Check each line below for the word "side". How many have it? Answer with the number only.

Dataset entries
■ ■ ■ ■
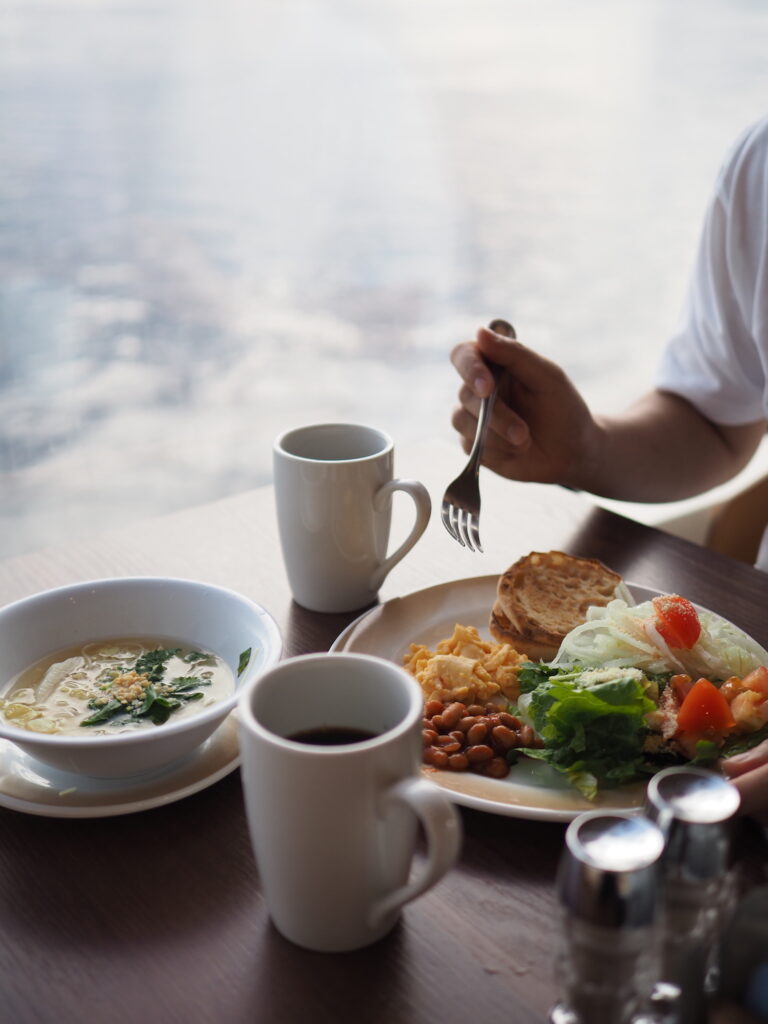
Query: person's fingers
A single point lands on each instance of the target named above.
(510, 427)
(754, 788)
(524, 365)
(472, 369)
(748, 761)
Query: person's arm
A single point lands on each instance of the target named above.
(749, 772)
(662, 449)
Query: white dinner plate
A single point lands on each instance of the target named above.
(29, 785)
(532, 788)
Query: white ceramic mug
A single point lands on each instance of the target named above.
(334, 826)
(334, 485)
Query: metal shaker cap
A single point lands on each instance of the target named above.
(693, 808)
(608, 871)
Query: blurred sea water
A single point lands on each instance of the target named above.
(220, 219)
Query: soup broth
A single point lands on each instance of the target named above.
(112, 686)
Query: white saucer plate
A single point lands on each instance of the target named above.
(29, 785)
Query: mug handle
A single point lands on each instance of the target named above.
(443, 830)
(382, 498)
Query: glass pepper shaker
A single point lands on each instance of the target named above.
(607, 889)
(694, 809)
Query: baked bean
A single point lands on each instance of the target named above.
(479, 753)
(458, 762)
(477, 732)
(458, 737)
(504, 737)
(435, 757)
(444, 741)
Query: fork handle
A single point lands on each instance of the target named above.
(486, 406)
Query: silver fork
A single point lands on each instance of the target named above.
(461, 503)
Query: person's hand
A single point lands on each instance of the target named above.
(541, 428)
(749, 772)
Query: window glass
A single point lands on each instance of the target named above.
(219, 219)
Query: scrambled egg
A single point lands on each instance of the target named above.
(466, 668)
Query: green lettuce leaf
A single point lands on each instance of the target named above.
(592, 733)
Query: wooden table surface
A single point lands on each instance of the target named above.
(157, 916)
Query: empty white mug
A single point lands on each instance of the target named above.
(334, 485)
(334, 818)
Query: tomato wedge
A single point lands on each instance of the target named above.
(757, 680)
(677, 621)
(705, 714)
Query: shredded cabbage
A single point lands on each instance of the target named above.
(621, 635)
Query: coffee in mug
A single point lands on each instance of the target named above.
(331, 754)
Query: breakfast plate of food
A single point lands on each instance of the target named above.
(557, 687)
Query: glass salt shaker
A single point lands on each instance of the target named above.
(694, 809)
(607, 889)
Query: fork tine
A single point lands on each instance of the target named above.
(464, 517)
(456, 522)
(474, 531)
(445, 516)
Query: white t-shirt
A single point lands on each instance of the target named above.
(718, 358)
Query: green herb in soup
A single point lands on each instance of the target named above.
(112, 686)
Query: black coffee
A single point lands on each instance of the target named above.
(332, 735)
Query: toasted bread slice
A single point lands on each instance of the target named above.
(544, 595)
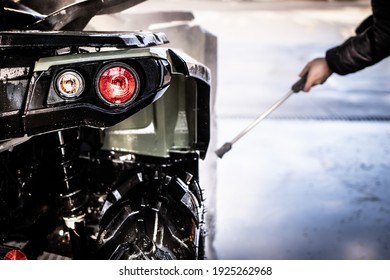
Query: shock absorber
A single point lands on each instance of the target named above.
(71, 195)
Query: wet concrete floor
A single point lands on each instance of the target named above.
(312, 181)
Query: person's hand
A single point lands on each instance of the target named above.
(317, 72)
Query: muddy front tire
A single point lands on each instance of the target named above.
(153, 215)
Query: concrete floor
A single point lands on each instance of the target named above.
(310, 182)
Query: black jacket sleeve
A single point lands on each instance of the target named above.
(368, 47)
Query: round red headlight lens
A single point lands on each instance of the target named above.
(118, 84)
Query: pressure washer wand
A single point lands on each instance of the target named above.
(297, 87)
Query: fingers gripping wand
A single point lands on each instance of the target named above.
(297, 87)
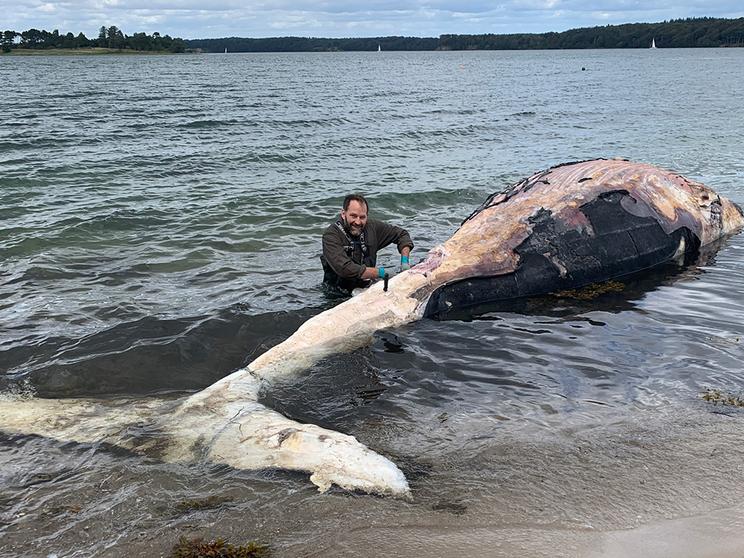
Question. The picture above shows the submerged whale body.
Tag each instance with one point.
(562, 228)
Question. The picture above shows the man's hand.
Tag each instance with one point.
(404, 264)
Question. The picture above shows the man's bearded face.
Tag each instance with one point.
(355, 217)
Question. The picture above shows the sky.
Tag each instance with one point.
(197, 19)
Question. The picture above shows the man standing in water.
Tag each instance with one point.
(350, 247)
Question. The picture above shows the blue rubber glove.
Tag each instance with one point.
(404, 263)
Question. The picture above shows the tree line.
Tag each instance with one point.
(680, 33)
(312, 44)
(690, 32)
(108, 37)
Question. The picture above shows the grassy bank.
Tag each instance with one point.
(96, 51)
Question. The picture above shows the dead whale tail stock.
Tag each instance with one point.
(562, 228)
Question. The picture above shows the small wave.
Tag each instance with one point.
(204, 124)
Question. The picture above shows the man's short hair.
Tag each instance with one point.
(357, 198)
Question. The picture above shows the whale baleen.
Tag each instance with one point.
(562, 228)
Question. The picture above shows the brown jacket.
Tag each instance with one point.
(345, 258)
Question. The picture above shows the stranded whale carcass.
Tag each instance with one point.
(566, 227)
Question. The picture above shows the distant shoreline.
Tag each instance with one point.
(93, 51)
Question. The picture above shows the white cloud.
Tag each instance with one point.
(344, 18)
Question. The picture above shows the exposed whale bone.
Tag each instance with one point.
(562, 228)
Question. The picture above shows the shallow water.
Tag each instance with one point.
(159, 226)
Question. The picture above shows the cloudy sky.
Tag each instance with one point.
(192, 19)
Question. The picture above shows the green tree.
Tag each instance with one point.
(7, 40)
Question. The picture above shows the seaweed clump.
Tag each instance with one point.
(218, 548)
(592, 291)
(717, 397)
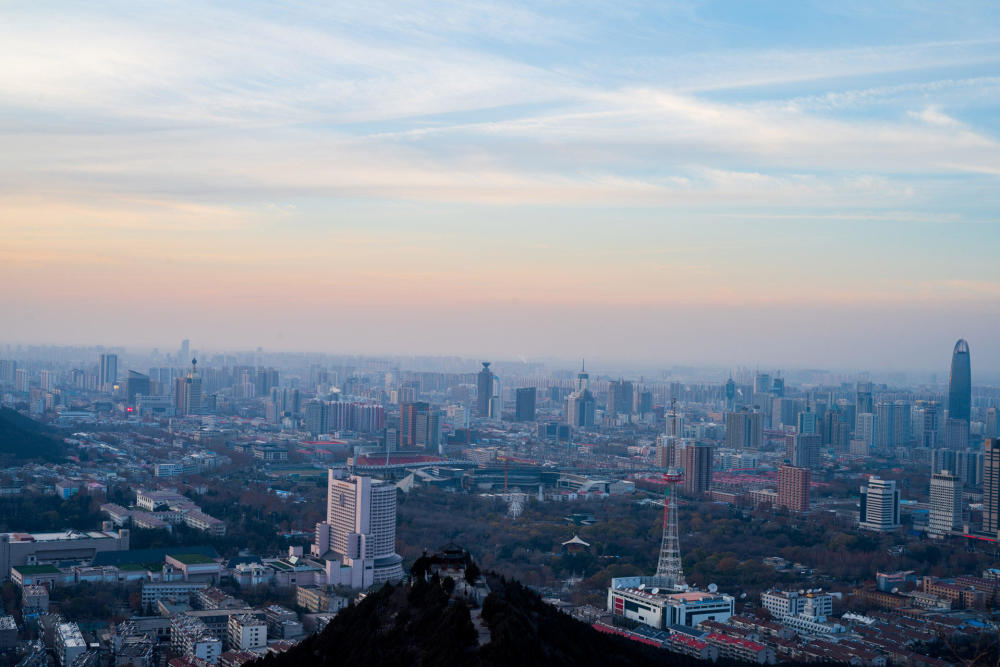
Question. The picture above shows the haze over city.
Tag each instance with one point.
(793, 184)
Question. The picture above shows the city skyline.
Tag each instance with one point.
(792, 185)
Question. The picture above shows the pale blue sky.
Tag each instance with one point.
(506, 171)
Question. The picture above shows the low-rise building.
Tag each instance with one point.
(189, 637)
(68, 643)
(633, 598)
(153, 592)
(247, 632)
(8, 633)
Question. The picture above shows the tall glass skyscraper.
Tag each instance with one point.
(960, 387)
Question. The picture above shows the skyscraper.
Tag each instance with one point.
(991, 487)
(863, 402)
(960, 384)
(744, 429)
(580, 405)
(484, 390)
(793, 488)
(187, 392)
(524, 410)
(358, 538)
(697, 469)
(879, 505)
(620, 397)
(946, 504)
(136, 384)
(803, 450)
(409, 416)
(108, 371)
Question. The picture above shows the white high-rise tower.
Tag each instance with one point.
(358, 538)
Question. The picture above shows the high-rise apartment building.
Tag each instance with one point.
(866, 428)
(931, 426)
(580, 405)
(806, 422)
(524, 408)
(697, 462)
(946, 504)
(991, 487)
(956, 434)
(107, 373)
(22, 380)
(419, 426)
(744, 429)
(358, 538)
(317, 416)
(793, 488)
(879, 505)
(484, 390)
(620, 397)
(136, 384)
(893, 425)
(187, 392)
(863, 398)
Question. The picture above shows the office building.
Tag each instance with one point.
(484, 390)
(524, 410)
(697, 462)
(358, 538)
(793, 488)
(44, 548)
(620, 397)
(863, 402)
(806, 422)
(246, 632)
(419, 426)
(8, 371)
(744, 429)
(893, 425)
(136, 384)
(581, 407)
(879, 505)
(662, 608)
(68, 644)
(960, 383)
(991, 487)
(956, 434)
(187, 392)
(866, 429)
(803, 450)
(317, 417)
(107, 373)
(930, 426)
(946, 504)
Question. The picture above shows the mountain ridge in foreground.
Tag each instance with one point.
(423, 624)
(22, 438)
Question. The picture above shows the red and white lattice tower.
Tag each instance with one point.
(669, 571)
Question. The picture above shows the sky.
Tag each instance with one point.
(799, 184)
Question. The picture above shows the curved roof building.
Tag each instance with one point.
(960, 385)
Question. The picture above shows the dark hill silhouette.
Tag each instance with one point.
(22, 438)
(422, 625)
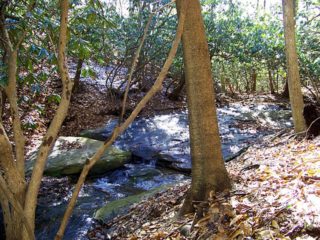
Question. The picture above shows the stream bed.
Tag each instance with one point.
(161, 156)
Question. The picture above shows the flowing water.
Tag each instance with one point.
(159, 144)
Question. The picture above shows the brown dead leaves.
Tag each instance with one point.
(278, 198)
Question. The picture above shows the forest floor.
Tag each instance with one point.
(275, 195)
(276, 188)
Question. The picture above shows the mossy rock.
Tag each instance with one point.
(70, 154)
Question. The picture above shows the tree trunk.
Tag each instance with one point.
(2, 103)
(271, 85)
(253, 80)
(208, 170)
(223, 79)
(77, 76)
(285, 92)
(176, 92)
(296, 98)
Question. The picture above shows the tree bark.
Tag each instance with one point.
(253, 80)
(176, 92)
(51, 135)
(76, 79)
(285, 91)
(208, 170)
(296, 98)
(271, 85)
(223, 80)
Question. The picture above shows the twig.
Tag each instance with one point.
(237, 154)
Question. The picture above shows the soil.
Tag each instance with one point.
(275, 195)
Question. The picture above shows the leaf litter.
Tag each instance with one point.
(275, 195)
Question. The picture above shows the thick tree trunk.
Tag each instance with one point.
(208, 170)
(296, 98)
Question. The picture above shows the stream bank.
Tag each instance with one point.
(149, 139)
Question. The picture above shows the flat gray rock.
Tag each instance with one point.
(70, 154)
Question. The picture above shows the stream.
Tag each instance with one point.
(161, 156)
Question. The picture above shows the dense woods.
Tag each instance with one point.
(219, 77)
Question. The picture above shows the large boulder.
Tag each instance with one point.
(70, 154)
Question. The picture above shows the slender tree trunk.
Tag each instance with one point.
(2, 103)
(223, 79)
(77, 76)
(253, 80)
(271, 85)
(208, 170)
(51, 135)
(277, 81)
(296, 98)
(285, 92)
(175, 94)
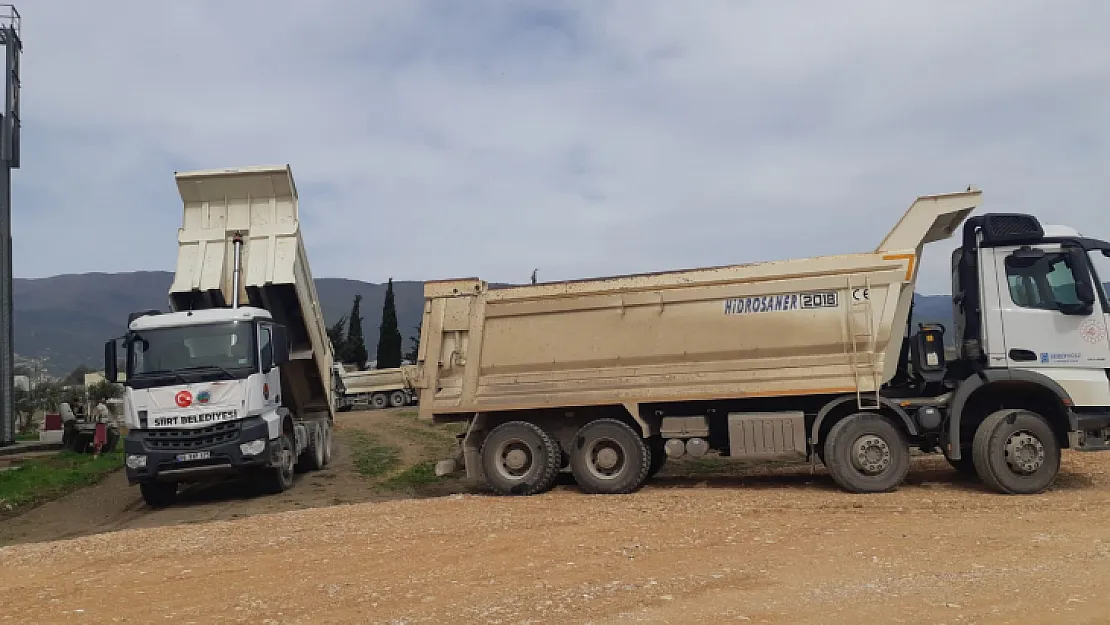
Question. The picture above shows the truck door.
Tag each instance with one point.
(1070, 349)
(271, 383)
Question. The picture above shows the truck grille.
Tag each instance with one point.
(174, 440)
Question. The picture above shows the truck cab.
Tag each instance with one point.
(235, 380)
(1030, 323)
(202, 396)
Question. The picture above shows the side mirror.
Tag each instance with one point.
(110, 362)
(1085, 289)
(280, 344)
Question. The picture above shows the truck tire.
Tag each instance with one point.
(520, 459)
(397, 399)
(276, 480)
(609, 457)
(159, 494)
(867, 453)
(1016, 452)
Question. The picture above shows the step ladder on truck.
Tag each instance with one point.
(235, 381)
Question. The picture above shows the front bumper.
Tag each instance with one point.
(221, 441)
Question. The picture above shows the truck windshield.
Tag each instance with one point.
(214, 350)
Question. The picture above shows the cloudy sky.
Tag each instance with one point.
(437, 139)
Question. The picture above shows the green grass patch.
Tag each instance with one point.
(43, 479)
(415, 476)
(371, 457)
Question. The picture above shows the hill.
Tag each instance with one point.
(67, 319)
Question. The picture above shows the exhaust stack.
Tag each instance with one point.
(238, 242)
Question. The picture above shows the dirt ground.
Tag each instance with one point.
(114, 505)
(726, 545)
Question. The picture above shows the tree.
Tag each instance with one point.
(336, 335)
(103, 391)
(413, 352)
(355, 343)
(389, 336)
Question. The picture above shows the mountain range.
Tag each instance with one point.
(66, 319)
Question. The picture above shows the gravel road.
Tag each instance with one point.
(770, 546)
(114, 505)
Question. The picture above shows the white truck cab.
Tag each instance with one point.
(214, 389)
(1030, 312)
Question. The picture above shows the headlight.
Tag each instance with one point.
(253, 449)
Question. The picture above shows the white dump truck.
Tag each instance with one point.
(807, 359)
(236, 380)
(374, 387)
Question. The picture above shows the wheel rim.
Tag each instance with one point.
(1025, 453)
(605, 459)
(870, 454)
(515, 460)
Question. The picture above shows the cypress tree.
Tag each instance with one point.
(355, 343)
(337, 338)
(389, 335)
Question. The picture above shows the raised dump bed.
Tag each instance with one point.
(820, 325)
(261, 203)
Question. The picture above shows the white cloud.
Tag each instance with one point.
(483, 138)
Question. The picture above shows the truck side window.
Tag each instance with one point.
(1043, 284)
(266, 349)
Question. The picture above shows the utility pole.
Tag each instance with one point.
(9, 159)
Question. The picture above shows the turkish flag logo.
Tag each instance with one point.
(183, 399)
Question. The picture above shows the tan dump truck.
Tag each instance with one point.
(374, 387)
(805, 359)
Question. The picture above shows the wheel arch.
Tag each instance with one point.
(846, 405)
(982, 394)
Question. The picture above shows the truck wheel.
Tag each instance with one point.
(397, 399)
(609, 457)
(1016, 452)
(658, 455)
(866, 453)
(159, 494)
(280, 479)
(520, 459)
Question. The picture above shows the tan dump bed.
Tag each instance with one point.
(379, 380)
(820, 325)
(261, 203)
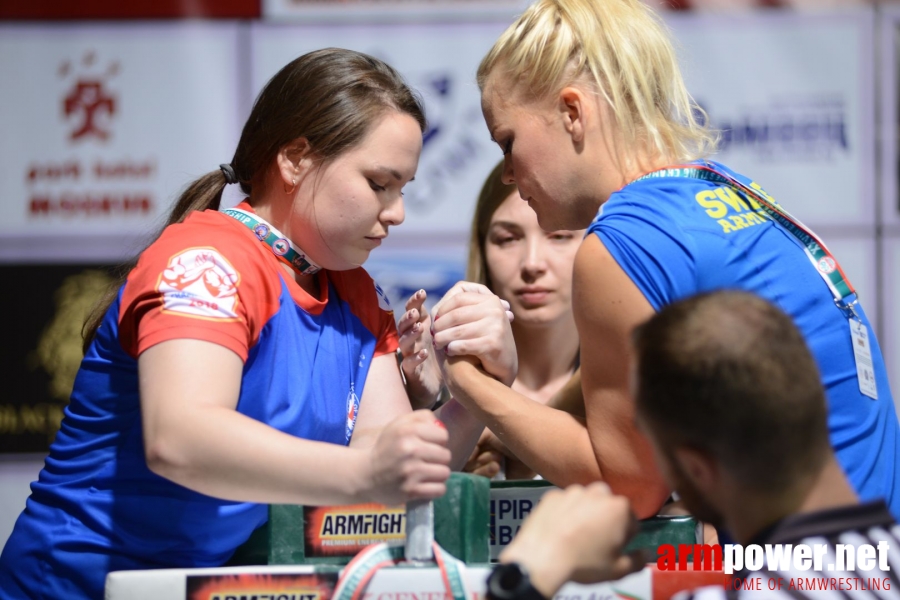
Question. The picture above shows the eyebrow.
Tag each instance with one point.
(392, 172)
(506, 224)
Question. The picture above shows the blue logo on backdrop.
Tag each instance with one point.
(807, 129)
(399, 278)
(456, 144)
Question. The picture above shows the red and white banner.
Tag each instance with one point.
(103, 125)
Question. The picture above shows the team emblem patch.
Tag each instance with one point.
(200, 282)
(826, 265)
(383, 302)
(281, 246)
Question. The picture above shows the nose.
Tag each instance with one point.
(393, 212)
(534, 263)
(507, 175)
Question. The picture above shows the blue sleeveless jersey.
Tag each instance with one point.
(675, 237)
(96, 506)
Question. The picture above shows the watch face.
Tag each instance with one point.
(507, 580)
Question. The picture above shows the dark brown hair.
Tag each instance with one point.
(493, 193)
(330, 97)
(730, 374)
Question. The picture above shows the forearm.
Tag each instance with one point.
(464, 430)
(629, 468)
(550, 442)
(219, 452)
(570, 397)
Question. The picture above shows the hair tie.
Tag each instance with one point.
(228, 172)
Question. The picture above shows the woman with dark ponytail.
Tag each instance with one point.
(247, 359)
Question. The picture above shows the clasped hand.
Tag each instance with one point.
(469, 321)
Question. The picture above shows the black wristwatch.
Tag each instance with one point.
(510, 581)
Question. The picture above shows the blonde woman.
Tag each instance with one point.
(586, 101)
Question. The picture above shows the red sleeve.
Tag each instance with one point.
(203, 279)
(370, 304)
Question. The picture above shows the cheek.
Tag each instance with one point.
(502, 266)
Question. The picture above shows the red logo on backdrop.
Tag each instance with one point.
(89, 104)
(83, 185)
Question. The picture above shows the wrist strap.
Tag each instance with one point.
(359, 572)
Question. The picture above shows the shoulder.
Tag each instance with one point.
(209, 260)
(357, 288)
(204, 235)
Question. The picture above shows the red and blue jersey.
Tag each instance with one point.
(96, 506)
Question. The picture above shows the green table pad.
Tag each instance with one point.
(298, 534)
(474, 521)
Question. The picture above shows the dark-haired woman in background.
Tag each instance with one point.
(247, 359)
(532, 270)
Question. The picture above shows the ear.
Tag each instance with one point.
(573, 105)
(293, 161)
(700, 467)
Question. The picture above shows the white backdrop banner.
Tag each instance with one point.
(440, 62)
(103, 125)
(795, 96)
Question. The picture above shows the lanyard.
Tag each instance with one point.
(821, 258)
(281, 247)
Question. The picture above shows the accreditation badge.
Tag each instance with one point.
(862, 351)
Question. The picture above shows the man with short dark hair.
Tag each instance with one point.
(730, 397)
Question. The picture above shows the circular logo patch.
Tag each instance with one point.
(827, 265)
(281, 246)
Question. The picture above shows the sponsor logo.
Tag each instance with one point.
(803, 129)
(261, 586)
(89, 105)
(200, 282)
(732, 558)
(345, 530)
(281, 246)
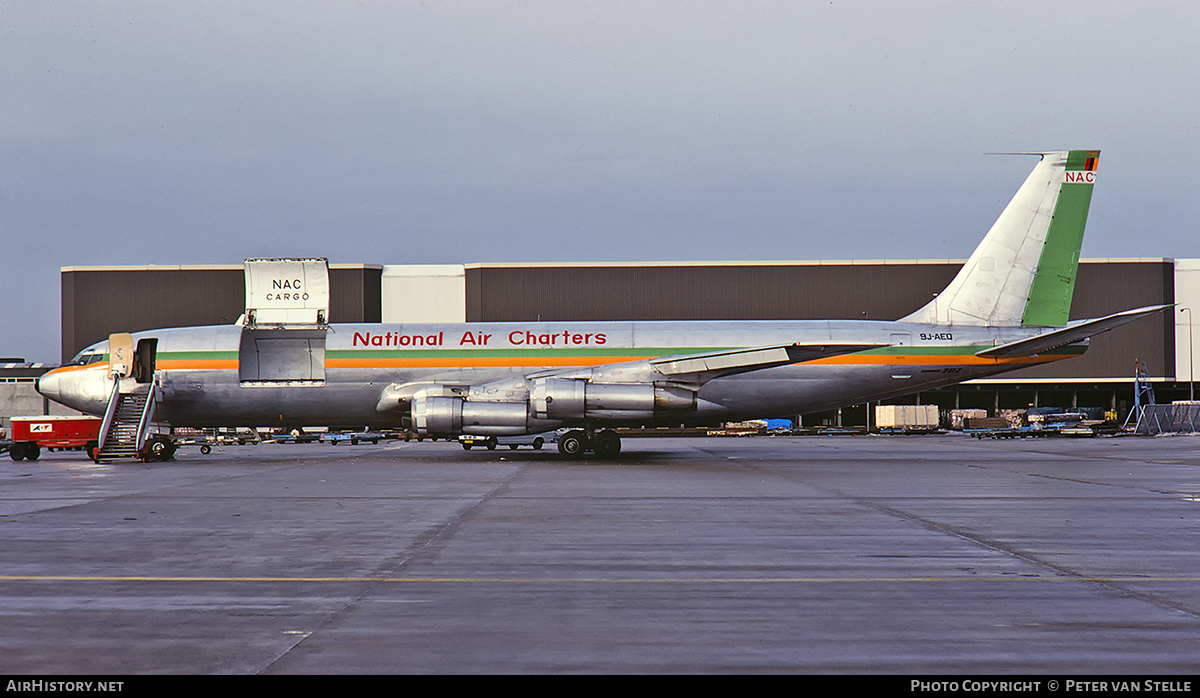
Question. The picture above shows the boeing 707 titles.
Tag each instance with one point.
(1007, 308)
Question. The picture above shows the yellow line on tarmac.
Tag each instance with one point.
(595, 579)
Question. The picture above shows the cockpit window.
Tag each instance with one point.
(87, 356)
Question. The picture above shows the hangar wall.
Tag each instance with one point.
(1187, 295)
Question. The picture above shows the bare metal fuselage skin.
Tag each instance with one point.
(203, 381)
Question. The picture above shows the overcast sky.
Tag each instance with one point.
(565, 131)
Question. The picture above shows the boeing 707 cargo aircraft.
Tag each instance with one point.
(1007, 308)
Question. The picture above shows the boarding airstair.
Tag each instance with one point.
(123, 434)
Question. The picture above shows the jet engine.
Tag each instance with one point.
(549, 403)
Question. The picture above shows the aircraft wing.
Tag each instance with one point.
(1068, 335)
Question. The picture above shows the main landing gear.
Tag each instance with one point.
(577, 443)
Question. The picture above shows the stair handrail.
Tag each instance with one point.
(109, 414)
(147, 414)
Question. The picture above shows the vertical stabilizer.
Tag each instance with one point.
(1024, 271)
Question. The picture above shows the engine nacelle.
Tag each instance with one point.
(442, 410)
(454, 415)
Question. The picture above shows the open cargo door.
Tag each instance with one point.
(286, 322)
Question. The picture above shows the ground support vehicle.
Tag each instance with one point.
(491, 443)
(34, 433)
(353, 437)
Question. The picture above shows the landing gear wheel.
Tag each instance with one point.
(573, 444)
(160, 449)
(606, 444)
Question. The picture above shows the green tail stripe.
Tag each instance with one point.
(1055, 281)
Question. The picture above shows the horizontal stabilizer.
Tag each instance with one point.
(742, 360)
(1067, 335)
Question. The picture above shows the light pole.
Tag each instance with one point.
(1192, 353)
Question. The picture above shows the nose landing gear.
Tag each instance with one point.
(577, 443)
■ ■ ■ ■
*EXPECTED ANSWER*: 2